**Data to process:**

*****

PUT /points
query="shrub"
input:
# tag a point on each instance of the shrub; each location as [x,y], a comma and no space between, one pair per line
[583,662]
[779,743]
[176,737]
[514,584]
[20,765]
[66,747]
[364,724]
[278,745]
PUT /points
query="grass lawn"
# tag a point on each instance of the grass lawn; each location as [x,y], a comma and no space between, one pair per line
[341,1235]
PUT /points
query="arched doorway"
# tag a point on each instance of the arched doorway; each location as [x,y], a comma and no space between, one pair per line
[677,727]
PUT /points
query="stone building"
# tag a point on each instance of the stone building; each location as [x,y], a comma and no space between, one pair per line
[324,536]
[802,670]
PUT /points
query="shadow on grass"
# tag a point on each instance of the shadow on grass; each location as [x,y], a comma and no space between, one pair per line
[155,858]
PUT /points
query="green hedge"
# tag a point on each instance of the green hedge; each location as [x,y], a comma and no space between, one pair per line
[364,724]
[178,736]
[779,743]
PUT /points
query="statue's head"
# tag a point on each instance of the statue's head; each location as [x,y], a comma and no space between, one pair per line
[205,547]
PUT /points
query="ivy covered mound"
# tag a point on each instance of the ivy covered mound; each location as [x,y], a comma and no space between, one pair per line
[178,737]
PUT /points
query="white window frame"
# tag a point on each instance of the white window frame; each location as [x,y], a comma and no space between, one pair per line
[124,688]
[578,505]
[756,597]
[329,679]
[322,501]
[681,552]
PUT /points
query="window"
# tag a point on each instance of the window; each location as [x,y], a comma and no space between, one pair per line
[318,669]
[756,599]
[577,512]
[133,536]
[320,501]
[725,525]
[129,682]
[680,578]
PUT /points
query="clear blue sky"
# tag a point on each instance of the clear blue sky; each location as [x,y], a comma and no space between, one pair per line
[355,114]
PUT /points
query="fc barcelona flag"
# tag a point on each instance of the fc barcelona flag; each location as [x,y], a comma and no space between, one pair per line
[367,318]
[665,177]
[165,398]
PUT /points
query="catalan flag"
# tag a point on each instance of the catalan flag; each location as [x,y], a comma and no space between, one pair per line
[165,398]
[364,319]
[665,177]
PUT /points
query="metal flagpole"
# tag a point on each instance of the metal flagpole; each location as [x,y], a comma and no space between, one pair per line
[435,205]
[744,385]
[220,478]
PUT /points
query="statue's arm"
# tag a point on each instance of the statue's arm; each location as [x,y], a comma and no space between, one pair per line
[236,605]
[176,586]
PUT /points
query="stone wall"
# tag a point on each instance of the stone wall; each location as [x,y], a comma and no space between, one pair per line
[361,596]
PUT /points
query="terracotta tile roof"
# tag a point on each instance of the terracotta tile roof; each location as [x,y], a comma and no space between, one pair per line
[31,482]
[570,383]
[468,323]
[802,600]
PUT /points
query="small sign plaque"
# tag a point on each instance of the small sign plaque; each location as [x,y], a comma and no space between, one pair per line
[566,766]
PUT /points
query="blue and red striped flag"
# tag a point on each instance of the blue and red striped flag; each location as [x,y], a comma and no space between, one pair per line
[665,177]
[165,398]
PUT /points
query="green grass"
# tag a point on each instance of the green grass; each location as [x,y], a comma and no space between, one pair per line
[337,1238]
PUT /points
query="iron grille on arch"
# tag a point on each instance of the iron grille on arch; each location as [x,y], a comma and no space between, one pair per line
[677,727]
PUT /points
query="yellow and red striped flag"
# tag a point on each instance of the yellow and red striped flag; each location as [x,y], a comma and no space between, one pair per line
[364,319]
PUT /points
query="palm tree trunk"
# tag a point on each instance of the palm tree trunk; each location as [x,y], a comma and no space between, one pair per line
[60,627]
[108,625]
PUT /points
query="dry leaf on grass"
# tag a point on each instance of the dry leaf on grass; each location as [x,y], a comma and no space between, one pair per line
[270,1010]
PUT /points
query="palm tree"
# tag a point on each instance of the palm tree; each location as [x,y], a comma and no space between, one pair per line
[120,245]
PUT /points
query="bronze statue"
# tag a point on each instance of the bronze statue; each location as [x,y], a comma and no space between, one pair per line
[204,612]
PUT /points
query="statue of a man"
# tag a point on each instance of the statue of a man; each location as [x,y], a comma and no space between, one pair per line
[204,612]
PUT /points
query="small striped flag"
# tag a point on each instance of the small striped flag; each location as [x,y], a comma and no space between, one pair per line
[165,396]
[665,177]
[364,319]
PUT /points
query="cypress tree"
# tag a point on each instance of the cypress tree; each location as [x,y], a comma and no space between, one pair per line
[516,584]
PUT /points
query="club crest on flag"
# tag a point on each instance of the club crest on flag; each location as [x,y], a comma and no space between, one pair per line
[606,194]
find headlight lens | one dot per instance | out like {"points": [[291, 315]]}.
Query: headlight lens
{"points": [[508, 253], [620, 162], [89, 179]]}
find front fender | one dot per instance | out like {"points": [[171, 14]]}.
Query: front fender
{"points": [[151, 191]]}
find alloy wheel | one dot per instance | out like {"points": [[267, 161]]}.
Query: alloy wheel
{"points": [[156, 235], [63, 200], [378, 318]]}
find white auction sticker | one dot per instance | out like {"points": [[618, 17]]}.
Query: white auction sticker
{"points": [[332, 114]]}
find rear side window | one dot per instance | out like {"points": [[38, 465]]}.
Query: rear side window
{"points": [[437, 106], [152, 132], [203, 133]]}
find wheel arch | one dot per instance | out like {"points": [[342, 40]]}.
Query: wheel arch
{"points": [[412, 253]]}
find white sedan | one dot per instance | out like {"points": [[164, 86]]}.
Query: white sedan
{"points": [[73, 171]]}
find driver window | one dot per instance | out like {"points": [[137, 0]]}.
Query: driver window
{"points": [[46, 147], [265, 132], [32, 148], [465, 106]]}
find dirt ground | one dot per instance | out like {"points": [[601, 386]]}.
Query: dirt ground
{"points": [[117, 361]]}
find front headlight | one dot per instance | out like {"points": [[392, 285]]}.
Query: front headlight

*****

Copy all of the rows above verbatim, line for line, without changing anything.

PUT /points
query="shrub"
input:
# tag a point on each instance of the shrub; each location as [x,y], a comma and no space between, one pair per line
[583,662]
[779,743]
[176,737]
[514,584]
[20,765]
[66,747]
[364,724]
[278,745]
PUT /points
query="grass lawn"
# tag a point on each instance of the grass lawn; each location as [x,y], a comma and no space between, one pair per line
[341,1235]
PUT /points
query="arched doorway"
# tag a point on each instance of the arched doorway; each location as [x,y], a comma and no space between, one pair per line
[677,727]
PUT /points
query="stone building"
# tag a point on each instance of the stone building; each location as [x,y], a comma and no space between, one pair per line
[324,536]
[802,670]
PUT /points
query="shadow on grass"
# tag a point on each instance of the shadow on grass; each location as [x,y], a comma and no space between, one pair per line
[155,858]
PUT /points
query="green hedge"
# tag a point on each instance of the green hedge; each location as [x,y], a comma and no space between, one pair per line
[364,724]
[178,736]
[779,743]
PUT /points
query="statue's head"
# tag a point on each instance of the statue's head; each location as [x,y], a comma and no space between, one pair per line
[205,547]
PUT /points
query="ivy covered mound"
# tag a point on each instance of the ivy covered mound; each location as [x,y], a comma and no space between, one pair per line
[178,737]
PUT /points
query="white window frame"
# tag a point on each instance of the white window frame; each location as [x,y], a comma and no space between, one pair per line
[124,688]
[578,505]
[756,597]
[329,679]
[322,501]
[681,552]
PUT /points
query="window"
# tag a point on each instance of the window; each location as [x,y], a comma and no space between, one pair per line
[318,669]
[756,599]
[577,512]
[133,536]
[320,501]
[725,525]
[129,682]
[680,578]
PUT /points
query="clear blue sky"
# tag a point on each instance of the clear blue sky; each location as [x,y], a comma and no space between, one pair per line
[355,114]
PUT /points
query="fc barcelona flag"
# tag a point on each instance of the fc barcelona flag; each location as [x,y], a comma and no space between, one pair per line
[367,318]
[665,177]
[165,398]
PUT /points
query="catalan flag"
# tag a point on each instance of the catalan flag; each location as [x,y], a comma and no space between, one pair per line
[165,398]
[364,319]
[665,177]
PUT /points
query="metal flagpole"
# tag a point on each instance of the metal flagpole; each location as [x,y], a comma and no space between, one pair per line
[435,205]
[744,385]
[220,478]
PUT /points
query="statue's arm"
# tag a point on each instance of the statue's arm; each location as [x,y], a comma and no space between, one pair per line
[236,605]
[176,586]
PUT /points
query="stone wall"
# tag a point on each instance of the stone wall; each location as [x,y], a comma and no space between, one pair per line
[361,596]
PUT /points
query="terracotta tile roof"
# tag a point on each instance of the terracotta tile roof; each location as [x,y], a comma and no space between, one pair per line
[31,482]
[570,383]
[468,323]
[802,600]
PUT /points
query="small sign plaque"
# tag a point on each instance of the small sign plaque; each location as [x,y], a comma and no space between, one pair per line
[566,766]
PUT /points
query="blue and red striped flag"
# tag a point on each instance of the blue and red striped flag; each location as [x,y], a comma and no space between, one pair per line
[665,177]
[165,398]
PUT /points
query="green grass"
# tag a point on each instance of the green grass; each location as [x,y], a comma and no space between, one pair per line
[337,1238]
PUT /points
query="iron grille on arch"
# tag a point on each instance of the iron grille on arch; each location as [x,y], a comma and no space between, one pair per line
[677,727]
PUT /points
query="yellow and red striped flag"
# tag a point on each instance of the yellow and red striped flag; each location as [x,y], a comma and no space between, one pair per line
[364,319]
PUT /points
query="palm tree trunk"
# tag a point on each instance of the palm tree trunk; each location as [x,y], a comma and no space between, one pair per line
[60,627]
[108,625]
PUT /points
query="dry leaf on grass"
# tag a point on each instance of the dry leaf on grass; each location as [x,y], a comma and no space between, one pair per line
[270,1010]
PUT /points
query="palm tree"
# tag a point on each instance of the palm tree; each location as [x,y], a comma and no space between, one pair per line
[120,245]
PUT /points
query="bronze statue"
# tag a point on each instance of the bronze statue; each location as [x,y], a comma and no space between, one pair per line
[204,612]
PUT /points
query="statue of a man"
# tag a point on each instance of the statue of a man; each location as [x,y], a comma and no space between, one pair per line
[204,612]
PUT /points
query="small striped flag"
# tag a point on each instance of the small striped flag; each location as [x,y], a comma and no space between, one pair per line
[165,396]
[665,177]
[364,319]
PUT /points
query="cypress tree"
# tag a point on each instance of the cypress tree; each location as [x,y], a comma and no space between, one pair per line
[516,584]
PUT /points
query="club crest on flag"
# tag a point on each instance of the club crest on flag; each location as [x,y], a comma and no space between, one pair per line
[606,194]
find headlight lens | one dot per instance | out like {"points": [[291, 315]]}.
Query: headlight lens
{"points": [[508, 253], [620, 162], [89, 179]]}
find front fender | one dot per instance | out like {"points": [[171, 14]]}.
Query: front fender
{"points": [[151, 191]]}
find alloy wheel | one dot per instance | out like {"points": [[267, 161]]}.
Query: alloy wheel
{"points": [[156, 235], [63, 200], [378, 318]]}
find white auction sticker | one dot per instance | out like {"points": [[618, 17]]}.
Query: white auction sticker
{"points": [[332, 114]]}
find rear side window | one dot per instance | out like {"points": [[38, 465]]}.
Query: rear side window
{"points": [[437, 106], [152, 132], [203, 133]]}
find wheel arch | one dot per instance | out like {"points": [[342, 40]]}.
Query: wheel arch
{"points": [[412, 253]]}
find white sedan | one dot per instance | out like {"points": [[164, 86]]}.
Query: white sedan
{"points": [[73, 171]]}
find driver window | one dot per instance | out like {"points": [[137, 0]]}.
Query: driver window
{"points": [[46, 147], [265, 132], [32, 148], [465, 106]]}
find dirt ground | one dot per instance | out like {"points": [[601, 386]]}.
Query: dirt ground
{"points": [[117, 361]]}
find front headlight | one dot per instance | out like {"points": [[392, 285]]}.
Query: front headlight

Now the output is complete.